● WHAT THE TASK ASKS:
Would you quote every entry exactly, dropping only the pictures?

[Data entries]
▼

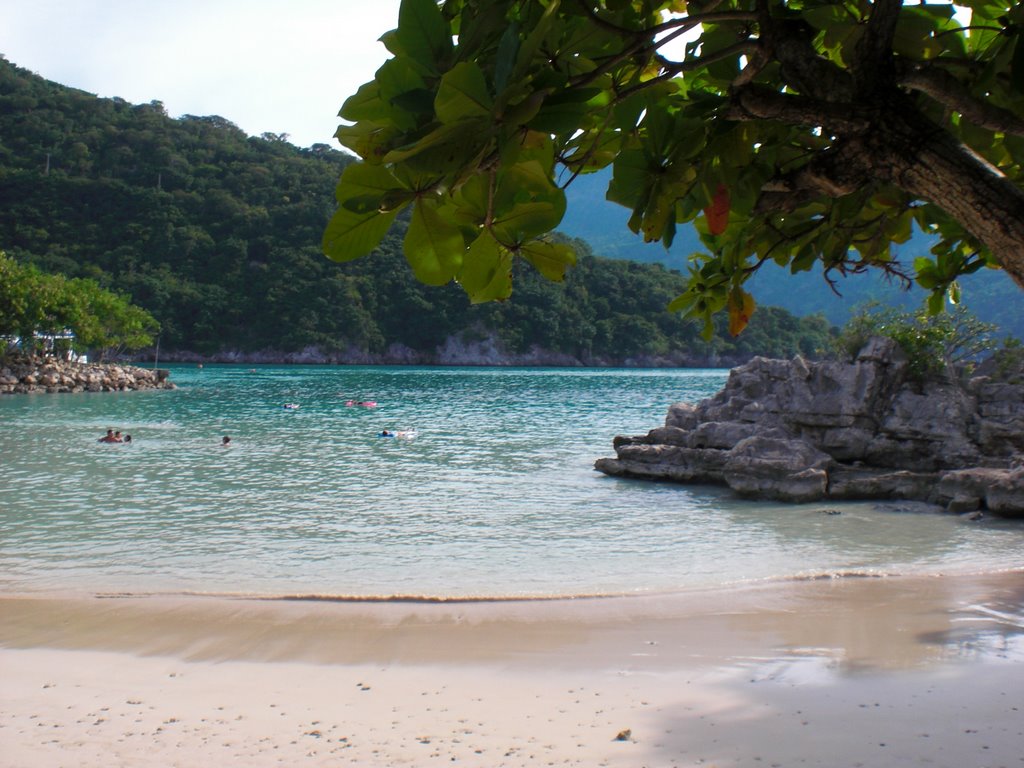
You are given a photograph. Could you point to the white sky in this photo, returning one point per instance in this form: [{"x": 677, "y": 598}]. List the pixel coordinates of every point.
[{"x": 265, "y": 66}]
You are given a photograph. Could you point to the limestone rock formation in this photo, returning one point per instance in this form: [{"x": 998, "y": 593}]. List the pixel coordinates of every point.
[
  {"x": 794, "y": 430},
  {"x": 23, "y": 374}
]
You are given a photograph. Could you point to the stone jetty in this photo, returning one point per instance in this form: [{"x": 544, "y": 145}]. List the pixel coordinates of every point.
[
  {"x": 22, "y": 374},
  {"x": 803, "y": 431}
]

▲

● SOLUTION:
You are given a photograph. Could you point to the white sky in this photo, returning one point per instance in this form: [{"x": 677, "y": 598}]. List the pixel coordinates of every point.
[{"x": 265, "y": 66}]
You are given a photograph. Could you point to the limestone rock formation in this photo, returning one point per instance in this form: [{"x": 998, "y": 593}]. List the pixel coordinates of every point.
[
  {"x": 794, "y": 430},
  {"x": 23, "y": 374}
]
You are given a photograph. Could you point to the stone jetty in this photo, returning one point per instance in this form: [{"x": 544, "y": 145}]. List the pixel coordinates of every point.
[
  {"x": 22, "y": 374},
  {"x": 803, "y": 431}
]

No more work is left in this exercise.